**DATASET EXCERPTS:**

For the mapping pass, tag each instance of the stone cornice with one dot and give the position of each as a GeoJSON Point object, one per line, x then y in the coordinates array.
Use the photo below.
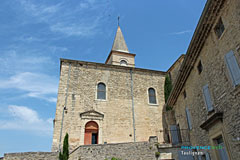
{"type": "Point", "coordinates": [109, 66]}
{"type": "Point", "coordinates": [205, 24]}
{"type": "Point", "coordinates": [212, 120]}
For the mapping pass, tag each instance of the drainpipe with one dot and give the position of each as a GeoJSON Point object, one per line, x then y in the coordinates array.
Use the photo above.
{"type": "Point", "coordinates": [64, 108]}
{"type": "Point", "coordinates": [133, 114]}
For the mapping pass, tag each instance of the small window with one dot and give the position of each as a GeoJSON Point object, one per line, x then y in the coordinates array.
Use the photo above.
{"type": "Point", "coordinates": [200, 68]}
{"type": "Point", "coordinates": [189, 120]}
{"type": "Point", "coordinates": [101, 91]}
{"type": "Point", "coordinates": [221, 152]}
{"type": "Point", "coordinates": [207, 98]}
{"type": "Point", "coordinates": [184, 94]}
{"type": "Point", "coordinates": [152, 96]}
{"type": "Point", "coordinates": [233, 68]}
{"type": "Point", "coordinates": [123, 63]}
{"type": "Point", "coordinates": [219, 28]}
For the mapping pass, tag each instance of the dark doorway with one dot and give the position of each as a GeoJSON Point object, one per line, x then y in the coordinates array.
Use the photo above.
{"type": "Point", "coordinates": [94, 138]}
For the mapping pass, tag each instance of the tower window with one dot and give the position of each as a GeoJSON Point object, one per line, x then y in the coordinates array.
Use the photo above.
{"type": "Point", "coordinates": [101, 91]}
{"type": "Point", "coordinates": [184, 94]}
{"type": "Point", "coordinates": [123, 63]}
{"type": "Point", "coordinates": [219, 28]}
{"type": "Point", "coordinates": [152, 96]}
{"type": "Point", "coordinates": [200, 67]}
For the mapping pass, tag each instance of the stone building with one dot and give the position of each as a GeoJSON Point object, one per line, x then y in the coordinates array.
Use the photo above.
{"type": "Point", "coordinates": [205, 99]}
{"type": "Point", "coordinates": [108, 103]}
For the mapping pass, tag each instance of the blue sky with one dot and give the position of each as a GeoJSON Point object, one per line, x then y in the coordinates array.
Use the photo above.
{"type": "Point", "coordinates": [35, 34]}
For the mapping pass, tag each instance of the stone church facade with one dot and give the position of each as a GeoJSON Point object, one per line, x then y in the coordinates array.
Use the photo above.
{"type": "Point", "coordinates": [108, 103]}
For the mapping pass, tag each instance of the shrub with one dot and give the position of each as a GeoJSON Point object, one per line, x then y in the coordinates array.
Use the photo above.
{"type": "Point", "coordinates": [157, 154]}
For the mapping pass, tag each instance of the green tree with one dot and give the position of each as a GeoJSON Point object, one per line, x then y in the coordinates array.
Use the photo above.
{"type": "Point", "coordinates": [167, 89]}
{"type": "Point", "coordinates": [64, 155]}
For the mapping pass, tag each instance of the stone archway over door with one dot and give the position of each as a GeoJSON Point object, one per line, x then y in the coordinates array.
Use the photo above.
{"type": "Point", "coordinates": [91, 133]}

--

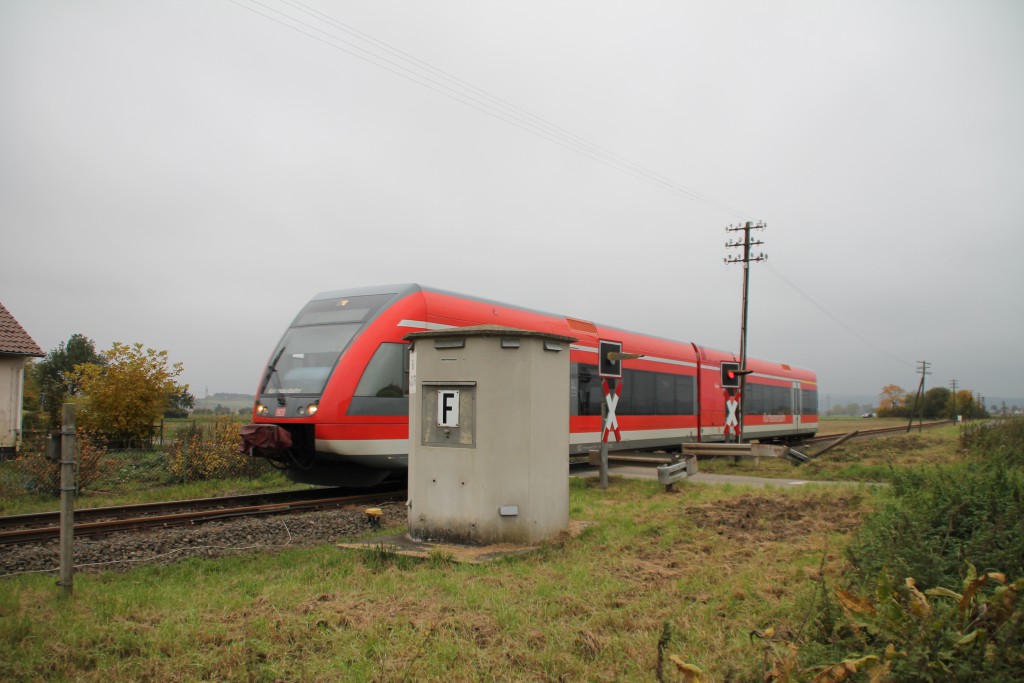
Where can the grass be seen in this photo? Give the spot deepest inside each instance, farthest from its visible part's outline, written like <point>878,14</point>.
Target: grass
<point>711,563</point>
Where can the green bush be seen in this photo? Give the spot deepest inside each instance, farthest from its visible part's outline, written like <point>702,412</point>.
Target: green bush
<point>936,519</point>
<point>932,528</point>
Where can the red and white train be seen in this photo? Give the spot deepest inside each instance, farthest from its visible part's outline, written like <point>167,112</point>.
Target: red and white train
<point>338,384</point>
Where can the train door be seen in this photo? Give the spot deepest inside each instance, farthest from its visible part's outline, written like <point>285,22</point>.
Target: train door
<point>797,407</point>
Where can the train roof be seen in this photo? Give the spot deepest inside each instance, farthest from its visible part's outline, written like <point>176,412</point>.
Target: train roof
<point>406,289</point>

**REQUEST:** Tally the lines above that contain the string "like" and give only the number.

**FINISHED EXERCISE:** 5